(Named object pointing rows)
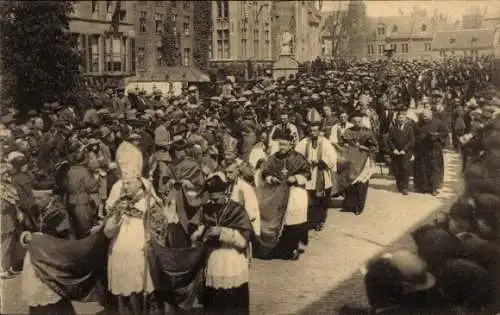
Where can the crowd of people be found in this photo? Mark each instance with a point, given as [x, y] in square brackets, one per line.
[186, 190]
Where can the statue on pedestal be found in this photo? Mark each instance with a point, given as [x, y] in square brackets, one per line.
[286, 43]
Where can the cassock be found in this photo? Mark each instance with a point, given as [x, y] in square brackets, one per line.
[294, 220]
[362, 140]
[227, 269]
[430, 139]
[273, 144]
[323, 160]
[338, 130]
[401, 138]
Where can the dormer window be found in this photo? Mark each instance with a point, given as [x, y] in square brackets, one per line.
[381, 30]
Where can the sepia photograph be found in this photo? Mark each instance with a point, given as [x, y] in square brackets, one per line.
[263, 157]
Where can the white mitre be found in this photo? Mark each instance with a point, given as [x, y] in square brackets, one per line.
[129, 160]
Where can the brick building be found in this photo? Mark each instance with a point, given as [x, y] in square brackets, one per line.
[241, 31]
[108, 56]
[150, 26]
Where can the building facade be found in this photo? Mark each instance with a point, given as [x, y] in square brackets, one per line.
[107, 52]
[241, 31]
[150, 20]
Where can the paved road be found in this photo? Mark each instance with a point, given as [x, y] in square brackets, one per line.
[326, 276]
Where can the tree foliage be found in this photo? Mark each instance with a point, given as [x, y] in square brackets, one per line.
[39, 59]
[337, 25]
[170, 41]
[202, 32]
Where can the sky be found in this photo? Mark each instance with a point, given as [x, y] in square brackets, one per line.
[454, 9]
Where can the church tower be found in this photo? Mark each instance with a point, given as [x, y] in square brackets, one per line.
[357, 29]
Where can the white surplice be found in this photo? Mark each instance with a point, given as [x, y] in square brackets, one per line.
[328, 155]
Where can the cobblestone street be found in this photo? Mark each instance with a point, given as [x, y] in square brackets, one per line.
[327, 275]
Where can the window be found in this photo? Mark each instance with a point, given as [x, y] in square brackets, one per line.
[94, 55]
[244, 48]
[222, 44]
[159, 22]
[132, 55]
[256, 42]
[187, 56]
[113, 52]
[140, 58]
[109, 9]
[174, 18]
[381, 30]
[159, 56]
[404, 48]
[142, 21]
[371, 50]
[222, 8]
[186, 25]
[124, 54]
[95, 9]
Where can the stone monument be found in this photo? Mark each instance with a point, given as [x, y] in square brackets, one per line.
[286, 63]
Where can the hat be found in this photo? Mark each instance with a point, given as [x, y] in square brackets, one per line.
[356, 113]
[216, 182]
[180, 144]
[8, 119]
[134, 136]
[435, 244]
[413, 269]
[14, 155]
[466, 283]
[283, 135]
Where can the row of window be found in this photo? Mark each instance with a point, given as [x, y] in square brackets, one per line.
[159, 23]
[141, 57]
[106, 53]
[381, 29]
[394, 48]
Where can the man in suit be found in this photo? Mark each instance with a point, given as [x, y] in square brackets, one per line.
[401, 140]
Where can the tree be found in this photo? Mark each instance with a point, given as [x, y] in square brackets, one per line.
[39, 59]
[202, 32]
[337, 26]
[170, 41]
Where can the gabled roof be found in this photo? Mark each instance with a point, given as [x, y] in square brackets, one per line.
[463, 39]
[402, 26]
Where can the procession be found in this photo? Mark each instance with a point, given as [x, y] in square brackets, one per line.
[153, 202]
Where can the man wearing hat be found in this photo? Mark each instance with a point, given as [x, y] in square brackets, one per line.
[363, 143]
[226, 230]
[430, 138]
[284, 126]
[81, 184]
[290, 170]
[400, 141]
[322, 156]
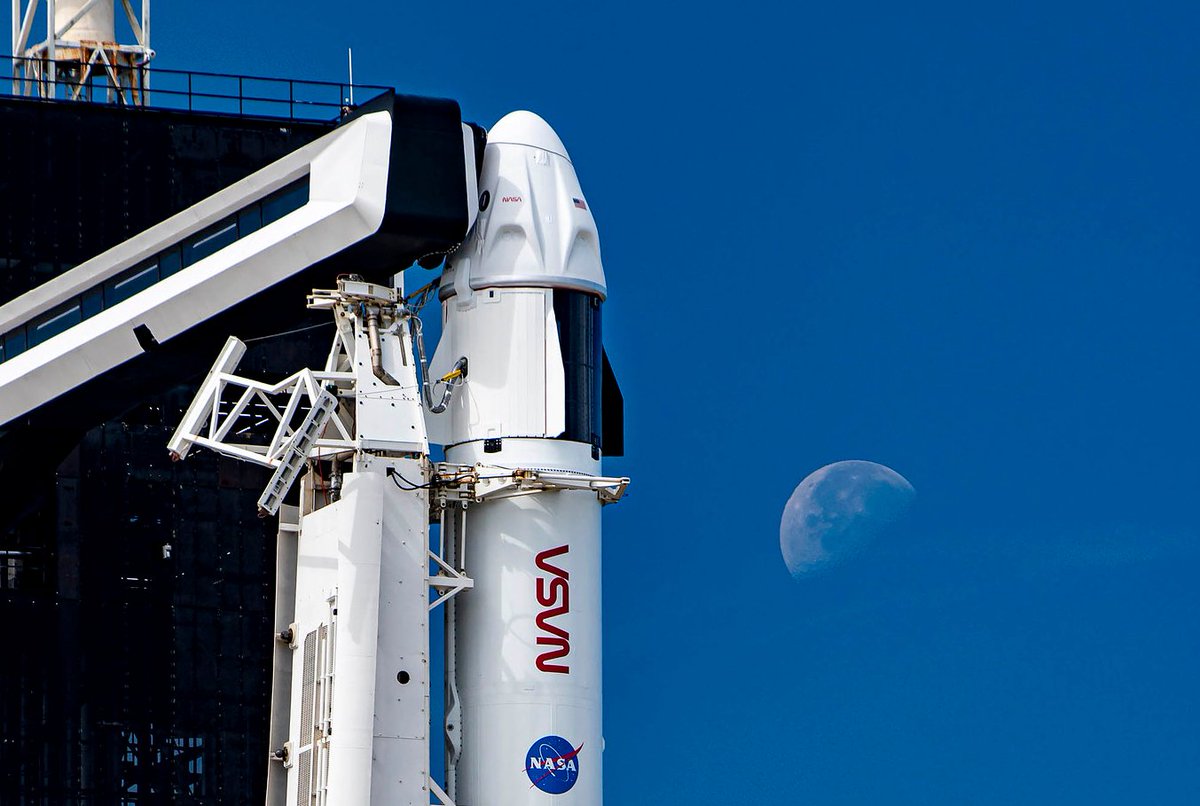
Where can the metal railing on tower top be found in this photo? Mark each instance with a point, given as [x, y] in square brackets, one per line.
[184, 90]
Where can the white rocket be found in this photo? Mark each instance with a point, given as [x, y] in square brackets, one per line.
[519, 497]
[521, 302]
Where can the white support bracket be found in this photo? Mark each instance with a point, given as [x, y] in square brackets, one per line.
[448, 582]
[481, 482]
[443, 799]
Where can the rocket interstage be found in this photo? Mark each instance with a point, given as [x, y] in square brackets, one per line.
[521, 304]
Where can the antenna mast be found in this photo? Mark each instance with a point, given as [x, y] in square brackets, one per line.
[81, 56]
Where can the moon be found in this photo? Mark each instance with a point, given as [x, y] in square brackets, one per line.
[837, 511]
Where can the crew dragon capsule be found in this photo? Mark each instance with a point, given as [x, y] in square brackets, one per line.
[521, 302]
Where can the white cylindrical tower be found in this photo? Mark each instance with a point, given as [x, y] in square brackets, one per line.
[97, 24]
[521, 302]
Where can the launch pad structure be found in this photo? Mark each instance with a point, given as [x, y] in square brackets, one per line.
[228, 218]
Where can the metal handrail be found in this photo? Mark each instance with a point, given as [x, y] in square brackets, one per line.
[178, 89]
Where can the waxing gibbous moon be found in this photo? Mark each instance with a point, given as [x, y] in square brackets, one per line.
[837, 511]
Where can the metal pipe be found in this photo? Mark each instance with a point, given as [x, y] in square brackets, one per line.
[377, 349]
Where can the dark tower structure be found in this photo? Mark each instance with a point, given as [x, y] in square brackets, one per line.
[136, 595]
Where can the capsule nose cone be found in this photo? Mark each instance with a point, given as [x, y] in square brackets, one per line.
[527, 128]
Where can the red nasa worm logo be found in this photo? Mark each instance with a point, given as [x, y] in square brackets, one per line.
[552, 590]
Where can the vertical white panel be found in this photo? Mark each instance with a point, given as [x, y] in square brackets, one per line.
[402, 671]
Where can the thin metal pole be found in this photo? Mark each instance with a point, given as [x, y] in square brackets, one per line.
[52, 48]
[16, 37]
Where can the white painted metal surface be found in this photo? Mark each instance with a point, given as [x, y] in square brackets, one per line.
[523, 720]
[529, 636]
[358, 705]
[347, 192]
[537, 229]
[81, 53]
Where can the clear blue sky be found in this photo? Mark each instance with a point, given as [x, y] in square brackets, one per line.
[958, 241]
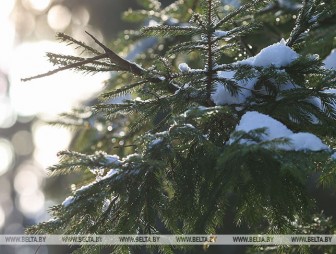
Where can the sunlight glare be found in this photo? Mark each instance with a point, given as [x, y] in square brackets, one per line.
[51, 95]
[2, 217]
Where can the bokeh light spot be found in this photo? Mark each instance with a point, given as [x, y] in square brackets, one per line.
[26, 182]
[6, 156]
[2, 217]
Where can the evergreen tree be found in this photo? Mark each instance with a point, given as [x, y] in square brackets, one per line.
[228, 120]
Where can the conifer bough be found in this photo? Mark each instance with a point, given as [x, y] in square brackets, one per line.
[213, 138]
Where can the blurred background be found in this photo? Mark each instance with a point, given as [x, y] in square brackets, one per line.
[27, 144]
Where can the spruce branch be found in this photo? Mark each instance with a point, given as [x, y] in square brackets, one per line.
[238, 11]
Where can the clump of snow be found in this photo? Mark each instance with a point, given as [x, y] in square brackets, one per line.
[110, 173]
[155, 142]
[85, 187]
[222, 95]
[220, 33]
[183, 67]
[301, 141]
[330, 61]
[278, 55]
[68, 201]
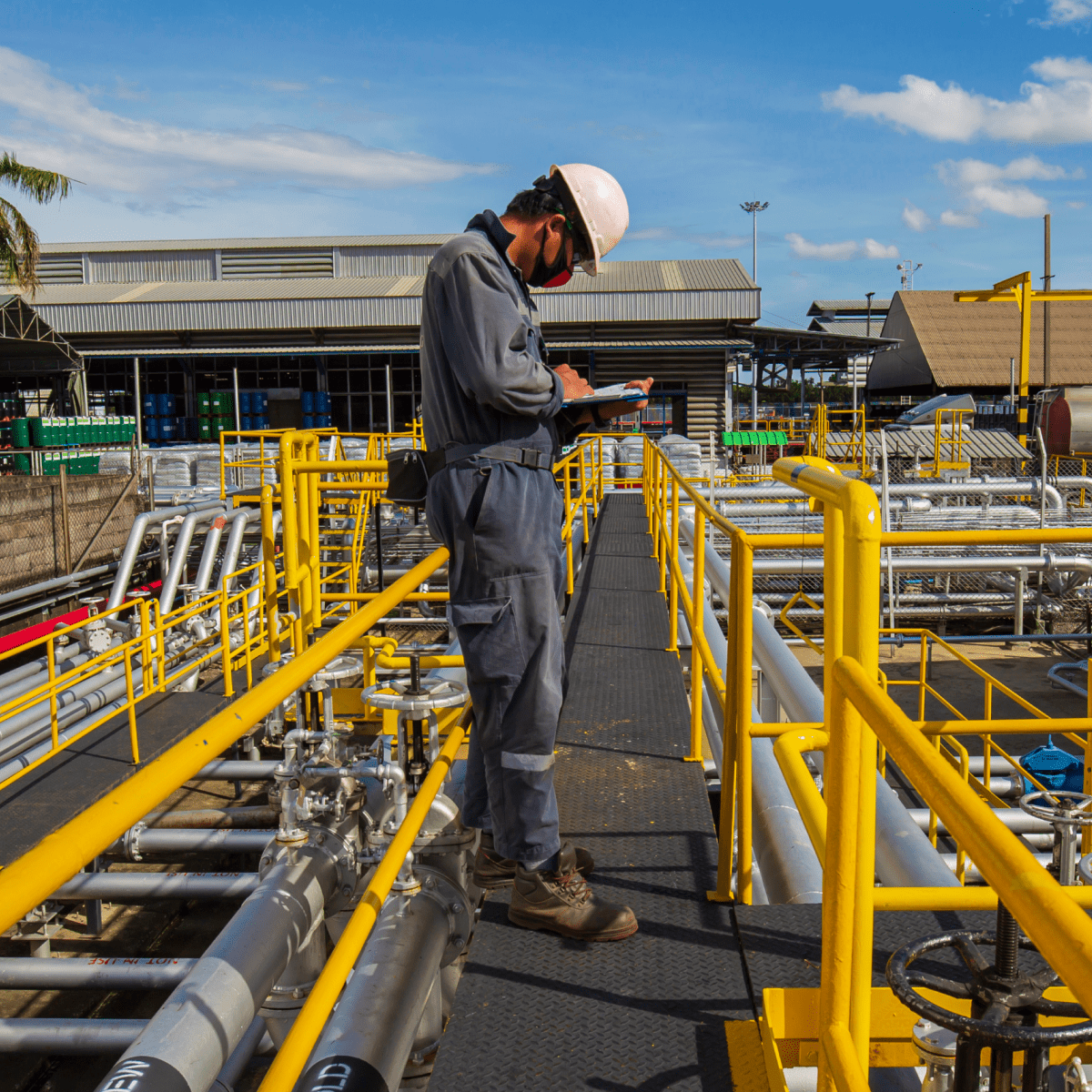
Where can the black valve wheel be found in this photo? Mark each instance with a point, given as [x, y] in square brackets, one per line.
[1006, 1005]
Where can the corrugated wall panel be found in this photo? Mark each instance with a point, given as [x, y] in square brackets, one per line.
[386, 261]
[131, 268]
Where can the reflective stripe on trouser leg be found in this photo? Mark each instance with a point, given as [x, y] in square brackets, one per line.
[500, 523]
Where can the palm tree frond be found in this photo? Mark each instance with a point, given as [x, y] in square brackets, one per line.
[19, 249]
[35, 183]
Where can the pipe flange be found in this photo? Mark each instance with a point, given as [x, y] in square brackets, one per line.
[322, 839]
[131, 841]
[437, 693]
[457, 905]
[339, 667]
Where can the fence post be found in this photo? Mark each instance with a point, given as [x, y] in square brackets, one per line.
[672, 604]
[697, 628]
[268, 571]
[66, 535]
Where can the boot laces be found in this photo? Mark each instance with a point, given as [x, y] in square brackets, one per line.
[572, 887]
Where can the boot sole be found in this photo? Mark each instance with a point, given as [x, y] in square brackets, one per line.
[539, 925]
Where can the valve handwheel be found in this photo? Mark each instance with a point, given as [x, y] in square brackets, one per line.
[1006, 1005]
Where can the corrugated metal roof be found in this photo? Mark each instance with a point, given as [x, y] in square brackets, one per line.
[278, 243]
[334, 349]
[819, 306]
[970, 344]
[977, 443]
[857, 328]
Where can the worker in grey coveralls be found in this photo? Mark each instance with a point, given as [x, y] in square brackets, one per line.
[495, 408]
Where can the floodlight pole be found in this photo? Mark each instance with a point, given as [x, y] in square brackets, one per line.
[754, 207]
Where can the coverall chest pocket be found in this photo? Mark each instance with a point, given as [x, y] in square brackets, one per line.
[490, 642]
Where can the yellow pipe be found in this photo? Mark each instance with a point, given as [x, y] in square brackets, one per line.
[789, 751]
[33, 877]
[1057, 925]
[293, 1055]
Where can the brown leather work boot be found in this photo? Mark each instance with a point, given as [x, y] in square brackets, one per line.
[562, 902]
[491, 871]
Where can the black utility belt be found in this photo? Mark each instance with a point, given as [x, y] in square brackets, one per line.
[409, 470]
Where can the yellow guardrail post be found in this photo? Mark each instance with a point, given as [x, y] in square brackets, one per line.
[672, 603]
[743, 703]
[33, 877]
[697, 628]
[289, 1060]
[268, 573]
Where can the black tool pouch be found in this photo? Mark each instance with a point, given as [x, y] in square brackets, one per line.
[408, 474]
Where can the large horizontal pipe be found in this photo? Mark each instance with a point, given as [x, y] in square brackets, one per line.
[228, 769]
[136, 887]
[189, 1040]
[56, 1036]
[189, 841]
[370, 1035]
[238, 818]
[93, 972]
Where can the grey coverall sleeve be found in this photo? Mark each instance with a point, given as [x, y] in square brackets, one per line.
[492, 349]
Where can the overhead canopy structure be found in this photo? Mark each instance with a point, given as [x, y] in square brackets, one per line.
[949, 347]
[849, 316]
[28, 345]
[774, 348]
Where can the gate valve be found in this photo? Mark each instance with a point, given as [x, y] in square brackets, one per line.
[1067, 813]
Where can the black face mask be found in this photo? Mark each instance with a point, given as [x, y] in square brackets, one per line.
[551, 277]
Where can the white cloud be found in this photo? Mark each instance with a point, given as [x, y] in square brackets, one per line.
[1065, 14]
[988, 187]
[951, 218]
[61, 129]
[1057, 110]
[283, 86]
[916, 219]
[873, 249]
[839, 251]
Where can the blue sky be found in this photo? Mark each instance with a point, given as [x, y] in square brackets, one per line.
[938, 132]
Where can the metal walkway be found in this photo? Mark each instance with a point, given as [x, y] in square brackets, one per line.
[538, 1011]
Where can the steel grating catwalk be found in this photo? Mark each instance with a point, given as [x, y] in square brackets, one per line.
[85, 773]
[536, 1011]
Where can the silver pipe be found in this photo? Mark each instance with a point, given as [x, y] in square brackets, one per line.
[239, 520]
[905, 857]
[1016, 822]
[137, 841]
[136, 887]
[93, 972]
[370, 1035]
[187, 1042]
[141, 524]
[227, 769]
[972, 871]
[179, 557]
[240, 1057]
[791, 871]
[213, 535]
[55, 1036]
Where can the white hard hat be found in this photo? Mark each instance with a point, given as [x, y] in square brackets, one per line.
[602, 207]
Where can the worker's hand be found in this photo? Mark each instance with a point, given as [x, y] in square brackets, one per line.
[574, 387]
[621, 409]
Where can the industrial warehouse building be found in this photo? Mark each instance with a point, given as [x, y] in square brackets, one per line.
[950, 348]
[342, 315]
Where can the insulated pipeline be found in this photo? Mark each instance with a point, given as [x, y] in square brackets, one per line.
[94, 973]
[137, 887]
[188, 1041]
[369, 1038]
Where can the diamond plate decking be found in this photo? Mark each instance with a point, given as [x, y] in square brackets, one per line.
[535, 1011]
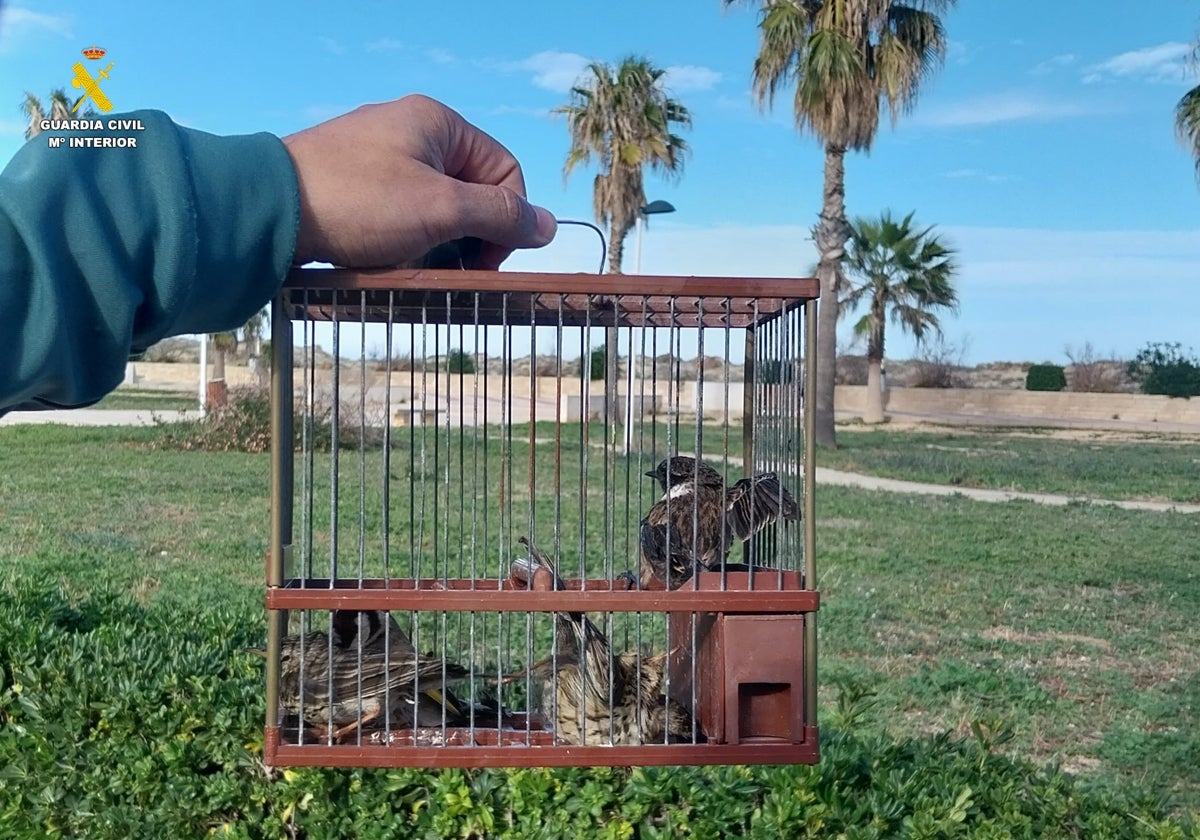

Aim: Select every line of the rows above that contains the word "moon", treating uppercase and lowercase as different, and copy each one.

Expected answer:
Where can the moon be found in this photo? Mark each instance with a point, given as [x, y] in square brackets, one per line.
Where can the waxing gibbous moon be found in this photo? Mark each instance with a point, given as [x, y] in square brackets, one per line.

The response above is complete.